BRIEF: Recast each line of the material below as a row of a Markdown table with the columns "Row" and "Line", numbering the rows in order and omitting any blank lines.

━━━ GIVEN DATA

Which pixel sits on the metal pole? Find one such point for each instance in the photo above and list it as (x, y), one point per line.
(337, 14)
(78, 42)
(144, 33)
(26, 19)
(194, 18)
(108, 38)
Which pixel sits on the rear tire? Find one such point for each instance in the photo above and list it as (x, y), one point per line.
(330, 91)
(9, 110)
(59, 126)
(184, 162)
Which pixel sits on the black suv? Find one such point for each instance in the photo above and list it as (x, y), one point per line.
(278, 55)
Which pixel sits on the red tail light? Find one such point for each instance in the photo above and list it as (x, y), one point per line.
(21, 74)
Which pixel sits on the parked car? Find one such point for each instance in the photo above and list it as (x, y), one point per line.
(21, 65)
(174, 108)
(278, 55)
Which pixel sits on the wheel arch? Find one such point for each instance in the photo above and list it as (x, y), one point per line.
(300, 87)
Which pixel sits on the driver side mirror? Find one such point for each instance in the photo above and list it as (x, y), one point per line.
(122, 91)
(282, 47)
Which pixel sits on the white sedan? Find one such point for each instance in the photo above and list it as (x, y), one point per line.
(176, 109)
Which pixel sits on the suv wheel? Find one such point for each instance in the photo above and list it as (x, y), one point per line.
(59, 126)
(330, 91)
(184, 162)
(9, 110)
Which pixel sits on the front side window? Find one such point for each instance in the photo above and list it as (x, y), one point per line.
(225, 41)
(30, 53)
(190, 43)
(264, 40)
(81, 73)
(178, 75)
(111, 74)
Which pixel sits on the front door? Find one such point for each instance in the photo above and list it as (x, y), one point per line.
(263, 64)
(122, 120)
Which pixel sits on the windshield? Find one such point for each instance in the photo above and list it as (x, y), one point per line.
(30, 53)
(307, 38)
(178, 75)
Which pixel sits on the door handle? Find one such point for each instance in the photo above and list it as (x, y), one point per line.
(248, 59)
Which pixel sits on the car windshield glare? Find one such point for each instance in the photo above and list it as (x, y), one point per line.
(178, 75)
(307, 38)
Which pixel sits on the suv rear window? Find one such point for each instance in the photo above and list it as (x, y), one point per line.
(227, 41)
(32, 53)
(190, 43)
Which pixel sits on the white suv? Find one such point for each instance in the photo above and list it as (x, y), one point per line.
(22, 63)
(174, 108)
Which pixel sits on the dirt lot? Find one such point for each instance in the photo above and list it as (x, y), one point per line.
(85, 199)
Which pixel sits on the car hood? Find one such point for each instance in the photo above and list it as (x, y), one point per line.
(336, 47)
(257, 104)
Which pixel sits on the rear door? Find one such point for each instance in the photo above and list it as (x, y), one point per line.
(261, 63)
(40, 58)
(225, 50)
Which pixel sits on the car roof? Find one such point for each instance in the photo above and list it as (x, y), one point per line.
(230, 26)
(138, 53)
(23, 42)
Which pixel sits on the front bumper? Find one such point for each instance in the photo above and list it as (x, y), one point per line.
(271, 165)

━━━━━━

ANSWER:
| Row | Line |
|---|---|
| 1 | Which pixel sits on the metal pole? Find one such point for each instance in the photo above and list it as (x, y), one point per line. |
| 2 | (337, 14) |
| 3 | (78, 42) |
| 4 | (144, 33) |
| 5 | (26, 19) |
| 6 | (194, 18) |
| 7 | (108, 38) |
| 8 | Which pixel sits on the rear tire? Find one such point for each instance in the photo above and list it as (x, y), one point per line. |
| 9 | (330, 91) |
| 10 | (9, 110) |
| 11 | (59, 126) |
| 12 | (184, 162) |
| 13 | Which pixel sits on the black suv? Find one such point for each instance in the photo above and list it as (x, y), one point per line. |
| 14 | (278, 55) |
| 15 | Which pixel sits on the red tail light? Find one such point for each instance in the photo above and list it as (x, y), one point per line. |
| 16 | (21, 74) |
| 17 | Which pixel sits on the parked car? Find one such point for each instance in the photo above and list it as (x, y), one point per line. |
| 18 | (21, 65) |
| 19 | (174, 108) |
| 20 | (278, 55) |
| 21 | Which pixel sits on the wheel arch? Find one such point for each instance in the photo above and list it as (x, y), one point per line. |
| 22 | (300, 87) |
| 23 | Which pixel sits on the driver side mirror? Find one such point for each instance in the photo above and list it as (x, y), one point per line. |
| 24 | (122, 91) |
| 25 | (282, 47) |
| 26 | Which pixel sits on the white sedan? Find one such point for each instance in the photo above and list it as (x, y), one point per line. |
| 27 | (176, 109) |
| 28 | Which pixel sits on the suv wheel? Find one such point for each instance in the photo above and list it as (x, y), one point per line. |
| 29 | (59, 126) |
| 30 | (330, 91) |
| 31 | (184, 162) |
| 32 | (9, 110) |
| 33 | Which pixel sits on the front side window? Find one such point for each instance in the photo above and list it as (x, y), one point per line. |
| 34 | (225, 41) |
| 35 | (30, 53) |
| 36 | (190, 43) |
| 37 | (264, 40) |
| 38 | (81, 73) |
| 39 | (178, 75) |
| 40 | (111, 74) |
| 41 | Which pixel sits on the front door? Find one such point for each instance in the photo above and list it as (x, y), one point per line. |
| 42 | (263, 64) |
| 43 | (122, 120) |
| 44 | Which pixel sits on the windshield? Find one such point for each instance in the photo above and list it as (x, y), one point per line. |
| 45 | (30, 53) |
| 46 | (307, 38) |
| 47 | (178, 75) |
| 48 | Which pixel sits on the door handle? Find one such point for each instance in the photo above and list it as (x, y), one point per line. |
| 49 | (248, 59) |
| 50 | Which pixel sits on the car windshield glare? Find one such point for each instance in the photo above and list it as (x, y), one point per line. |
| 51 | (178, 75) |
| 52 | (307, 38) |
| 53 | Which pixel sits on the suv rear window? Find one such point for each instance in the photo above and list it as (x, y), one point per line. |
| 54 | (227, 41) |
| 55 | (32, 53) |
| 56 | (190, 43) |
| 57 | Which pixel sits on the white suv? Find one such point for each instance in the photo above and list it as (x, y), one point per line. |
| 58 | (22, 63) |
| 59 | (174, 108) |
| 60 | Which pixel sits on the dirt lot? Find one such point for each instance in the photo above and list it as (x, y), one point per line. |
| 61 | (85, 199) |
| 62 | Which pixel sits on the car hood? Find one such point for each instance in the photo above and list it as (x, y), one point per line. |
| 63 | (336, 47) |
| 64 | (257, 104) |
| 65 | Which pixel sits on the rear door? Find one such point for each instance in the photo above and list it as (x, y), one point per line. |
| 66 | (261, 63) |
| 67 | (40, 58) |
| 68 | (225, 50) |
| 69 | Which pixel sits on the car roof? Find one such point for each instance in the photo above and list it as (x, y), one point per line. |
| 70 | (230, 26) |
| 71 | (138, 53) |
| 72 | (23, 42) |
| 73 | Which pixel sits on the front bumper? Find one such point for each instance in the photo above and list it as (x, y), one point per line. |
| 74 | (271, 165) |